## PASSAGE PROVIDED
▬▬▬

Lightning strike ignites dorm fire

An early morning fire that forced the evacuation of a college dormitory was blamed on a lightning strike to the roof of the four-story structure.

Firefighters were dispatched by a 911 call after employees of a neighboring business spotted the fire at 5 a.m. Upon arrival, firefighters reported that a building evacuation was underway and that a cupola on the dormitory roof was fully involved with fire. No fire was seen in a second building connected to the dormitory, although high winds were responsible for rapid fire spread.

Incident command ordered a fire attack with two aerial ladders and a deck gun, while also ordering crews to initiate a search of both buildings. Crews determined the buildings to be fully evacuated upon completion of the search.

As fire attack began, one of the aerial ladders was able to partially knock down the fire and slow its progress, but the second ladder was initially unable to operate due to a rigger failure, while the deck gun was largely ineffective due to the height of the building and the strong winds. A determination was made to attempt an interior attack through the ceiling of the fourth floor.

▬▬▬

## TASKS
**a.** In the dormitory fire passage, at what time did employees of a neighboring business spot the fire?
**b.** List each factor the dormitory fire passage names as worsening the fire or hampering the firefighting, with what each affected.
**c.** Write the next paragraph of the dormitory fire account, following on from its final sentence.

## DATASET EXTRACT
▬▬▬

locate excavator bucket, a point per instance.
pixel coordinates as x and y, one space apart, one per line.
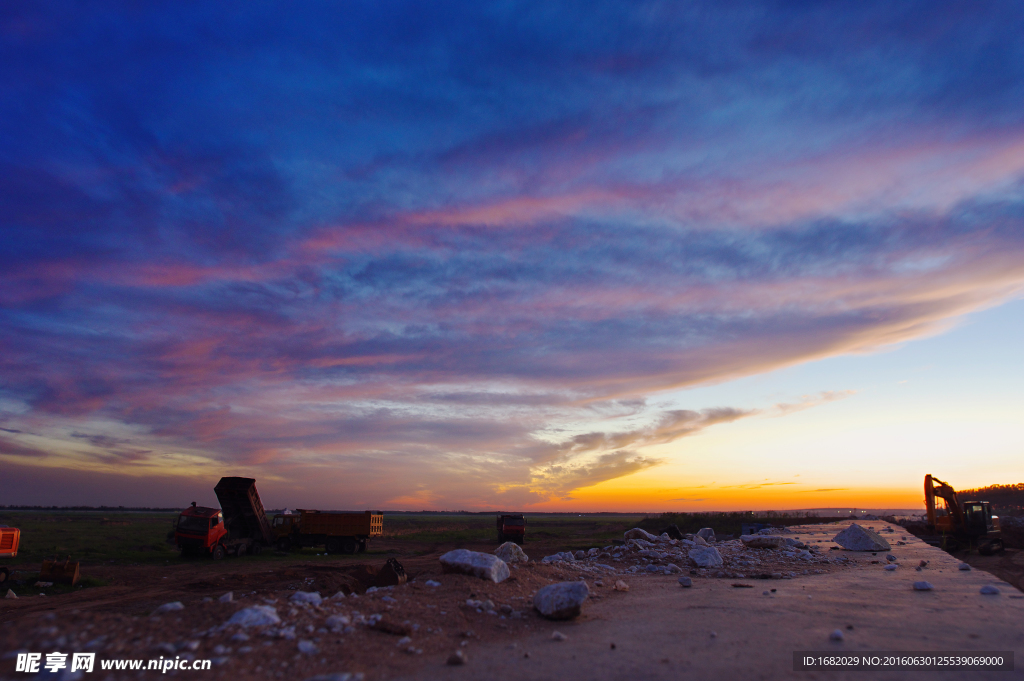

▬▬▬

## ANSWERS PER TASK
**a.** 5 a.m.

**b.**
- High winds: caused rapid fire spread and, as strong winds, made the deck gun largely ineffective.
- Rigger failure: left the second aerial ladder initially unable to operate.
- Height of the building: made the deck gun largely ineffective.

**c.**
Crews dropped ropes from the fourth floor windows and pulled two hand lines up the side of the building in preparation for fire attack. However, access to the attic space was slowed by the need to breach several layers of construction material, and crews were ordered out of the building when it became clear that the fire had progressed to a point where an interior attack was unsafe.

After crews were able to bring the failed aerial ladder into operation, it was relocated to a parking lot at the side of the building and began attacking the fire from that location. The two master streams were able knock down the majority of the fire, but several small fires continued to burn under portions of a slate roof, and crews returned to the fourth floor to complete extinguishment after the master streams were shut down.

Efforts to breach the ceiling required the rotation of several crews equipped with pike poles and chainsaws. Difficult access to several spots required the crews to again exit the structure and the ladder streams were returned to use. The ladders were able to extinguish the remaining fire, allowing relief crews to access the fourth floor for final overhaul.

Six firefighters suffered strain injuries while fighting the fire.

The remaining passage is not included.